Passage to read:
┌──

The location of a tumor recurrence relative to the primary tumor (local, regional or distant) is influenced predominantly by microenvironmental factors that provide an adaptive landscape for relapsed tumor cells. The adhesion of tumor cells to the extracellular matrix (ECM) drives the activation of certain signature genes that promote cancer progression or tissue-dependent dormancy [4, 5]. Thus, identifying these genetic alterations could reveal new avenues for preventing or treating tumor relapse and could improve the long-term survival of patients. As shown in Table 1, survival rate is associated with tumor recurrence in various types of cancer.

A major cause of tumor relapse is an increasing number of CTCs and their downstream transformation into CSCs which initiate recurrence [6-9]. Notably, cases demonstrating chemo- or radio-resistance have high numbers of EMT transformed CTCs [10, 11]. Evidence from clinical studies suggests that poor survival of cancer patients has been linked with EMT phenotypes in malignant cancer cells [12-14].

Accumulating evidence shows that a subset of CTCs and CSCs have an EMT phenotype [15-19]. Another notable finding demonstrates that a subclone of CTCs can be induced to express phenotypes of CSCs [18, 20-23]. These discoveries suggest that EMT links CTCs and CSCs, enabling these cells to survive in the peripheral circulation and actively causing relapse. A better understanding of the etiology of the reprogramming switches that determine the progression through EMT, CTCs, dormancy and CSCs could pave the way towards clinically relevant drug targets.

└──

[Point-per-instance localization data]
┌──

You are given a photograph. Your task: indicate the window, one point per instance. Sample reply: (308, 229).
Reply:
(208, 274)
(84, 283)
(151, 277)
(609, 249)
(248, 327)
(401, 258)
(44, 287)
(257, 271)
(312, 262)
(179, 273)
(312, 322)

└──

Required action: Continue the passage on tumor relapse, CTCs and CSCs, picking up after its final sentence.

Solved problem:
In this review, we revisit the concept of relapse to introduce the notion of EMT transformed CTCs and CSCs. We highlight the most recent studies demonstrating the potential contributions of EMT positive CTCs and CSCs to recurrence and recommend a redesign of the therapeutic research on CSCs. Improving our understanding of these cells may help to categorize potential targets for novel therapies to preclude relapse.

Table 1: Tissue-specific tumor recurrence rates and 5-year survival rates in patients with cancer.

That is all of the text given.